→ WORK INSTRUCTIONS
Below are entries. Copy exactly the lines running from the line that holds "query: the noun phrase to outline: **stone" to the line that holds "Draw the outline of every instance of the **stone", with both ends included.

→ DATA UNDER STUDY

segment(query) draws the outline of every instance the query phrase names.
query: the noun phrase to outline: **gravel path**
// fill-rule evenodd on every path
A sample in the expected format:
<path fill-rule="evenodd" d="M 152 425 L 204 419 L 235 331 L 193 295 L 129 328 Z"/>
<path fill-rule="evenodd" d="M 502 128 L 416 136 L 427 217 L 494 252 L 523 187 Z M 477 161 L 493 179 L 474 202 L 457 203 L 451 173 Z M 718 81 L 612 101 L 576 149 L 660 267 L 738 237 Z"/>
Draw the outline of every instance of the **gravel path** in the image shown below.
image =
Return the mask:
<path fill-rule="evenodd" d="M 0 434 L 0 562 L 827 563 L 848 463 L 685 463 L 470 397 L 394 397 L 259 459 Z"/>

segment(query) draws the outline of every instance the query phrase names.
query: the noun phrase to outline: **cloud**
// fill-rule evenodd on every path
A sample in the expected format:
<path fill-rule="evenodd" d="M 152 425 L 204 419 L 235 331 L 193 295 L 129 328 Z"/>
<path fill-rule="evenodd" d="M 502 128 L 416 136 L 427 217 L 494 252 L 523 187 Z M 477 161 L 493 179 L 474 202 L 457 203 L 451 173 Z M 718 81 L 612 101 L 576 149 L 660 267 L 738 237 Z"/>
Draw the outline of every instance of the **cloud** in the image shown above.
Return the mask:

...

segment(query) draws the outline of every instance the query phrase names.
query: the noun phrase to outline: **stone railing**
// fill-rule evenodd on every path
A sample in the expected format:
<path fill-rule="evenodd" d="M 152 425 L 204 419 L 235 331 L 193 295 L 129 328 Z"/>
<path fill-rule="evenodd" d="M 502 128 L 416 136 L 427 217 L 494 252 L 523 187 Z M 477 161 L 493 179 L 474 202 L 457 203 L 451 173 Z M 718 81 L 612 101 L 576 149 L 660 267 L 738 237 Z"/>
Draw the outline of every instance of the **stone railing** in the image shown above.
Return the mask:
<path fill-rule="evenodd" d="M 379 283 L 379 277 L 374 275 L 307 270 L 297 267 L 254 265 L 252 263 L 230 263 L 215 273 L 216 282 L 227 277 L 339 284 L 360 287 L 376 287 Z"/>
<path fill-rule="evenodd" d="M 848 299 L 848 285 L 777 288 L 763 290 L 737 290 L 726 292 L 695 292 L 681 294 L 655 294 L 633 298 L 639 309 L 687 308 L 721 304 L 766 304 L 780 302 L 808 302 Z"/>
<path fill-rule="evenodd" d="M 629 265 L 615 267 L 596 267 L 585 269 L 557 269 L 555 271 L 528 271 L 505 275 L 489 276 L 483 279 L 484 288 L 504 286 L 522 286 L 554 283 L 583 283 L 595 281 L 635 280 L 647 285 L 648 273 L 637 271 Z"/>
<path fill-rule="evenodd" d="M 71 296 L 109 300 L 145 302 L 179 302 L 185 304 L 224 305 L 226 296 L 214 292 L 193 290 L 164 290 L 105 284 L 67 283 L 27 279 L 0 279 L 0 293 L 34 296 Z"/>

→ ANSWER SECTION
query: the noun phrase to outline: **stone railing**
// fill-rule evenodd on every path
A sample in the expected format:
<path fill-rule="evenodd" d="M 152 425 L 204 419 L 235 331 L 193 295 L 129 328 Z"/>
<path fill-rule="evenodd" d="M 502 128 L 416 136 L 427 217 L 494 252 L 523 187 Z M 477 161 L 493 179 L 474 202 L 457 203 L 451 173 Z M 718 81 L 612 101 L 576 149 L 660 267 L 738 237 Z"/>
Draw the outline of every instance of the **stone railing** in the image shown above.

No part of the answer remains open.